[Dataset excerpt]

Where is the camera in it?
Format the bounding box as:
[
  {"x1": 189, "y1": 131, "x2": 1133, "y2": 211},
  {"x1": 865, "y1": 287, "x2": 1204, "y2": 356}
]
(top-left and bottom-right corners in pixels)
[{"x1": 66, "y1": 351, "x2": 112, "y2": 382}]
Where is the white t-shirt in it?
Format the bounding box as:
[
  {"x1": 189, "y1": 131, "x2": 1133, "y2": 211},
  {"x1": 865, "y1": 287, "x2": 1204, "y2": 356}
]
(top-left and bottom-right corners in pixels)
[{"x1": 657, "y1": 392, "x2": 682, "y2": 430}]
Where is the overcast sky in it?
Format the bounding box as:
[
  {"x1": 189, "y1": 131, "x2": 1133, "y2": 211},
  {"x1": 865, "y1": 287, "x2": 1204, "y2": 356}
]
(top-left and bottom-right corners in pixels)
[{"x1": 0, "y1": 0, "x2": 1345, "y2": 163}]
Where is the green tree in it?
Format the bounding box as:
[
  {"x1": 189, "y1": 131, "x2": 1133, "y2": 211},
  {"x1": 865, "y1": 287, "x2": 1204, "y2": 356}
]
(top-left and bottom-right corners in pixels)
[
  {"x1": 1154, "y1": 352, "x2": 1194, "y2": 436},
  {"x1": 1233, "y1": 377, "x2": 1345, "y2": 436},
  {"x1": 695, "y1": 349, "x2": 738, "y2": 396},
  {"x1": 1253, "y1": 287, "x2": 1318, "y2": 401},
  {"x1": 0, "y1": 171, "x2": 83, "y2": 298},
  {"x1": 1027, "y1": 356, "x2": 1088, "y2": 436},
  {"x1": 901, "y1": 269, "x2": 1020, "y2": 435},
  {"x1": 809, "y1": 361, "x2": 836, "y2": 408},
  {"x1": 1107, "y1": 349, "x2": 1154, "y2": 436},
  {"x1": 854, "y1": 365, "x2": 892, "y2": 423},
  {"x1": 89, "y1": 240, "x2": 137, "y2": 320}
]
...
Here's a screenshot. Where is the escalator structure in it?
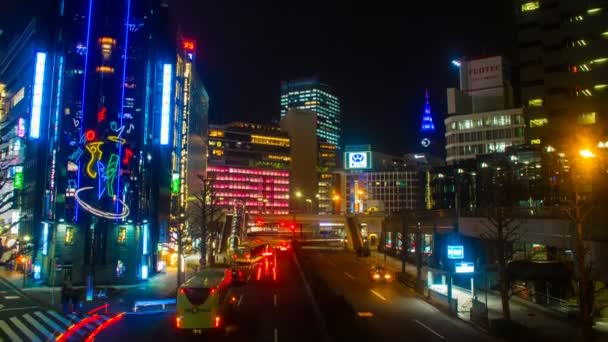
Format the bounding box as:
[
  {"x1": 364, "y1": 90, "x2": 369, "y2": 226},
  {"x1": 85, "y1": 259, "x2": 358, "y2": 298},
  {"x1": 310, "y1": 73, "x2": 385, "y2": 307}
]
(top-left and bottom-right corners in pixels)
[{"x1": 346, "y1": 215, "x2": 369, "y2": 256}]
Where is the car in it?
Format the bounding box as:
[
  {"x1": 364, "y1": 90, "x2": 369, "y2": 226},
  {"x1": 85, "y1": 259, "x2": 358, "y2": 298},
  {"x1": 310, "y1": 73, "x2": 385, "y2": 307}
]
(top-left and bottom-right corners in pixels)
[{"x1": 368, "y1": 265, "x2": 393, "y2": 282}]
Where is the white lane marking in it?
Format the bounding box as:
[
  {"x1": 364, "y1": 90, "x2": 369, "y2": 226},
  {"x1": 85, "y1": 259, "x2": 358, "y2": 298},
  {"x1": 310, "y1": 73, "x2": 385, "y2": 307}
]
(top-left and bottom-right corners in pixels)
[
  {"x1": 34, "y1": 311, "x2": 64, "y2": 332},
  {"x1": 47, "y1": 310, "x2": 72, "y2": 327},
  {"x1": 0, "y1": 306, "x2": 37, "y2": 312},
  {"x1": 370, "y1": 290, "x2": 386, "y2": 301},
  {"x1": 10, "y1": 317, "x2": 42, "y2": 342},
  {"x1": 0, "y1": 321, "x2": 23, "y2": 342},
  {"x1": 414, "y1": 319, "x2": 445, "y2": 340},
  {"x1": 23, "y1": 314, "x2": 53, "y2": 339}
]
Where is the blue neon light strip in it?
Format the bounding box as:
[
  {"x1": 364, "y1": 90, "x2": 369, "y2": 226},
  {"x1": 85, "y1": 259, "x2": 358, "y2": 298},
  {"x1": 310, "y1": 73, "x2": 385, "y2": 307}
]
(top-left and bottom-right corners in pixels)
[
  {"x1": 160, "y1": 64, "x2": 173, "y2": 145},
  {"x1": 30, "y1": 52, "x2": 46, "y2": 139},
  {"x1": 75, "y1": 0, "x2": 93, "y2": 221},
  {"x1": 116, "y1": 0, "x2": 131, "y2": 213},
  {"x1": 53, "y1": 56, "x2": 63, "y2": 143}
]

WORK INSTRUCTIONS: List each line of the rows above that contains the word "white".

FULL SOLUTION:
Where is the white t-shirt in it?
Where is the white lane marking in it?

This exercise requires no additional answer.